▶ Work to be completed
Copy out, exactly as written, only the line containing "Pick out every instance of the crowd" and the lines after it through the end of the records.

++++++++++

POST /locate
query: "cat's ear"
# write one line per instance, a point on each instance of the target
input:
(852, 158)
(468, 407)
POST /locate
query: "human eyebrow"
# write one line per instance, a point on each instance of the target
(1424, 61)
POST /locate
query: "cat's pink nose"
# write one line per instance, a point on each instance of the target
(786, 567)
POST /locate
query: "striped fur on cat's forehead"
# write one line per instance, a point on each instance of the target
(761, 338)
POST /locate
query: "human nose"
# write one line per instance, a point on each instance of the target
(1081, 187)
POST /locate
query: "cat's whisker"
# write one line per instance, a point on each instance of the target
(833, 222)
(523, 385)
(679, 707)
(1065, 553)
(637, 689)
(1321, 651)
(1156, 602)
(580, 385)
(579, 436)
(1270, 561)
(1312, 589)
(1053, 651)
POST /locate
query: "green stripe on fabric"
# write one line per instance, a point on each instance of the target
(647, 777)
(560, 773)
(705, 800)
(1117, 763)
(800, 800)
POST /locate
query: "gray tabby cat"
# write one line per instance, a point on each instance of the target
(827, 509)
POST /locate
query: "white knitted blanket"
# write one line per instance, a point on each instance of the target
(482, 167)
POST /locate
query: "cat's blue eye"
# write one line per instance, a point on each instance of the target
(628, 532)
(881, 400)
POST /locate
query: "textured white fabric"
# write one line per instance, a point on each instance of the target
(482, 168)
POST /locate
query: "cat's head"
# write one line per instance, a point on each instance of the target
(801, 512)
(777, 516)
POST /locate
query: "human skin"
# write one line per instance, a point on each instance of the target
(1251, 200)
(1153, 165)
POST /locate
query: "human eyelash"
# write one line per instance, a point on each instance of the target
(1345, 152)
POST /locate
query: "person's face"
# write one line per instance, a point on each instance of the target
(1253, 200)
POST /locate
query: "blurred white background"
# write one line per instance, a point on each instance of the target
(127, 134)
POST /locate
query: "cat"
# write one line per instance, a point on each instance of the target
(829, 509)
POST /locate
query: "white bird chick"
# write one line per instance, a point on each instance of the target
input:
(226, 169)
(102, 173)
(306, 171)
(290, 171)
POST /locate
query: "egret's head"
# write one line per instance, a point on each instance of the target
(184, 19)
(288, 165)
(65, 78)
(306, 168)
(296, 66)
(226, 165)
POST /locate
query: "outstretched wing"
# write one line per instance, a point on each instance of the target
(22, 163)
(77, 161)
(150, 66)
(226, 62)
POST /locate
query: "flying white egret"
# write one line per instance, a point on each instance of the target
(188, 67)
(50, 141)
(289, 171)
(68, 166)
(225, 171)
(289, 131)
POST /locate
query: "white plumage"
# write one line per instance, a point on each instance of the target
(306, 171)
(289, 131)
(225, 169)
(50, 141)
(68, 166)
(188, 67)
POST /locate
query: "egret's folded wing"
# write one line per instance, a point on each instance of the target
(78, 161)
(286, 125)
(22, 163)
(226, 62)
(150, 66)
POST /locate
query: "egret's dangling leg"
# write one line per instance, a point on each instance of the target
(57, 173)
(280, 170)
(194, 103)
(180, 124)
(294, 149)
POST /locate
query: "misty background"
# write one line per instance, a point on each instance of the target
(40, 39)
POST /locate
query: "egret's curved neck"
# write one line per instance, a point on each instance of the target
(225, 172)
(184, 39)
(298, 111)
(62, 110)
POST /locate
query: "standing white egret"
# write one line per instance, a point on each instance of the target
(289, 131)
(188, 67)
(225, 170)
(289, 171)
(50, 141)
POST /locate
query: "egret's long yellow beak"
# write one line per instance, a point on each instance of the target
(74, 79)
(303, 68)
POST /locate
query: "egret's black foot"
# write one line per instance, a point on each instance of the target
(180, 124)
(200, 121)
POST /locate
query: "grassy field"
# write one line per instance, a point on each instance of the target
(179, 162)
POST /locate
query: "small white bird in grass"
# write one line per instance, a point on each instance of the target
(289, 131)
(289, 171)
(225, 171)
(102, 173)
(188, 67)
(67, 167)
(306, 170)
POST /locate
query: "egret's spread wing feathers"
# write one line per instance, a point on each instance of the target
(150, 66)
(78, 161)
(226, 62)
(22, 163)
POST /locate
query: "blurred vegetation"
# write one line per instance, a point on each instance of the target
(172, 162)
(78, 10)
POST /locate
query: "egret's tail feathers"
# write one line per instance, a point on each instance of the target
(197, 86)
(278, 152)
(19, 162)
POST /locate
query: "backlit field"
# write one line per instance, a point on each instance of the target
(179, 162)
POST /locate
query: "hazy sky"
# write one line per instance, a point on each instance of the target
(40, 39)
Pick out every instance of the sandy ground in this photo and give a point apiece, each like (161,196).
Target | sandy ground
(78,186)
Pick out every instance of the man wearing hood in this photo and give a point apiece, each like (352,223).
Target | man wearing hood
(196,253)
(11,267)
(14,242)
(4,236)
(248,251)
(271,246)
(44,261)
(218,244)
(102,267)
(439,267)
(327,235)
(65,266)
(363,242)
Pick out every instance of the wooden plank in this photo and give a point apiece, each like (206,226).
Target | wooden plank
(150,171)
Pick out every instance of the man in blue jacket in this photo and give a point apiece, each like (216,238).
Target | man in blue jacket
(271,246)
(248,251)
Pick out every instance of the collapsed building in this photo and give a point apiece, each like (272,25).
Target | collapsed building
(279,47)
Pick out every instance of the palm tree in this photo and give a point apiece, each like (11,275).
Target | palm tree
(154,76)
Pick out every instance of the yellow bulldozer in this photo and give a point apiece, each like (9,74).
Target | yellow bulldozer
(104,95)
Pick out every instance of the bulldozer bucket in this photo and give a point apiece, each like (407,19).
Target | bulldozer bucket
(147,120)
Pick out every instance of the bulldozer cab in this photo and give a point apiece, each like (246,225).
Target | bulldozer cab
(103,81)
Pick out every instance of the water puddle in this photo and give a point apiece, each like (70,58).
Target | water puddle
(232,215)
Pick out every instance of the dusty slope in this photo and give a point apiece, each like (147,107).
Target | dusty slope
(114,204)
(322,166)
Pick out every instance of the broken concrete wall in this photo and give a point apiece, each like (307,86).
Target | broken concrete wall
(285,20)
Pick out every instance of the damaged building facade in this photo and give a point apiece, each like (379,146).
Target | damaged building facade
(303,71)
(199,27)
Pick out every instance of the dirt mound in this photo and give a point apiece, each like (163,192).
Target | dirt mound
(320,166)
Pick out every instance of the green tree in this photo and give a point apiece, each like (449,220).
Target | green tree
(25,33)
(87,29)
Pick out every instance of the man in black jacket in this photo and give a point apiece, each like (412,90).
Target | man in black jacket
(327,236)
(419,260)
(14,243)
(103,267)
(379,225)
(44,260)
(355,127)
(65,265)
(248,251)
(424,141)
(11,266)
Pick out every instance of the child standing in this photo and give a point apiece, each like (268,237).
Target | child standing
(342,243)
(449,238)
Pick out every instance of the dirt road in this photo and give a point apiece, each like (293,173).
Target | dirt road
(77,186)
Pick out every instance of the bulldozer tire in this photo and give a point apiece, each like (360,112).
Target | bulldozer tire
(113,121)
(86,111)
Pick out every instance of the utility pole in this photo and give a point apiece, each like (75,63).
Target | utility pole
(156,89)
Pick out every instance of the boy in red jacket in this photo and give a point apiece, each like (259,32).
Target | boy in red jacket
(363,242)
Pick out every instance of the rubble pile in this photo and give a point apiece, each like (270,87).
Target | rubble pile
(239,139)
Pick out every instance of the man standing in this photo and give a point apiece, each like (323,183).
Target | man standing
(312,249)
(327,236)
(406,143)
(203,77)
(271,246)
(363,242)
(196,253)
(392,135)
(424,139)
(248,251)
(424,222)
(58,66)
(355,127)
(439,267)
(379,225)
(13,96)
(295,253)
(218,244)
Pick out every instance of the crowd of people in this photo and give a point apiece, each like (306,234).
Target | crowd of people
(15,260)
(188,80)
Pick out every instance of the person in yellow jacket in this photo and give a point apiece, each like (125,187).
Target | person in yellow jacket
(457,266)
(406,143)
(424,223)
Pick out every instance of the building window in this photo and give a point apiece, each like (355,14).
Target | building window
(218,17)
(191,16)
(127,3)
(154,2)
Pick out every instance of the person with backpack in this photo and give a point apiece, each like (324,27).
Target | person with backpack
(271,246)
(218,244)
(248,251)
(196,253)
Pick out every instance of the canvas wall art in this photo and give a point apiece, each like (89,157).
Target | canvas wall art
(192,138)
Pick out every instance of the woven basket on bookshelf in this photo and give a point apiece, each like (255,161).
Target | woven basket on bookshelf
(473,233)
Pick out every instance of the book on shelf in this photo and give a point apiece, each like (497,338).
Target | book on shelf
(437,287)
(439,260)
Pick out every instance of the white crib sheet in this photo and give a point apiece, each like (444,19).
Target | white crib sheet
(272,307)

++++++++++

▶ Written answer
Pick out every instance of the crowd of people in this photo and give a point apiece, each like (306,234).
Target | crowd of people
(15,260)
(188,80)
Pick out every instance of the person in yellow jacket in this photo and give a point apiece, each like (125,187).
Target | person in yellow jacket
(457,266)
(406,143)
(424,223)
Pick out every instance of the building window in this photo and give a point apiece, each like (355,14).
Target | building window
(218,17)
(191,16)
(127,3)
(154,2)
Pick out every instance of the person with backpack in this photo and give a point apiece, each like (324,27).
Target | person with backpack
(271,246)
(218,244)
(248,251)
(196,253)
Pick out every instance of the canvas wall art in this photo and give a point apiece, each like (89,157).
Target | canvas wall art
(192,138)
Pick out every instance of the woven basket on bookshelf in this photo and give a point apiece, each like (255,161).
Target | woven basket on bookshelf
(473,233)
Pick out every instance of the book on shelf in this photo and give a point apiece, each like (497,338).
Target | book on shelf
(437,287)
(439,260)
Pick out every instance of the white crib sheet in this photo and give a point apiece, each like (444,19).
Target | white crib sheet
(272,307)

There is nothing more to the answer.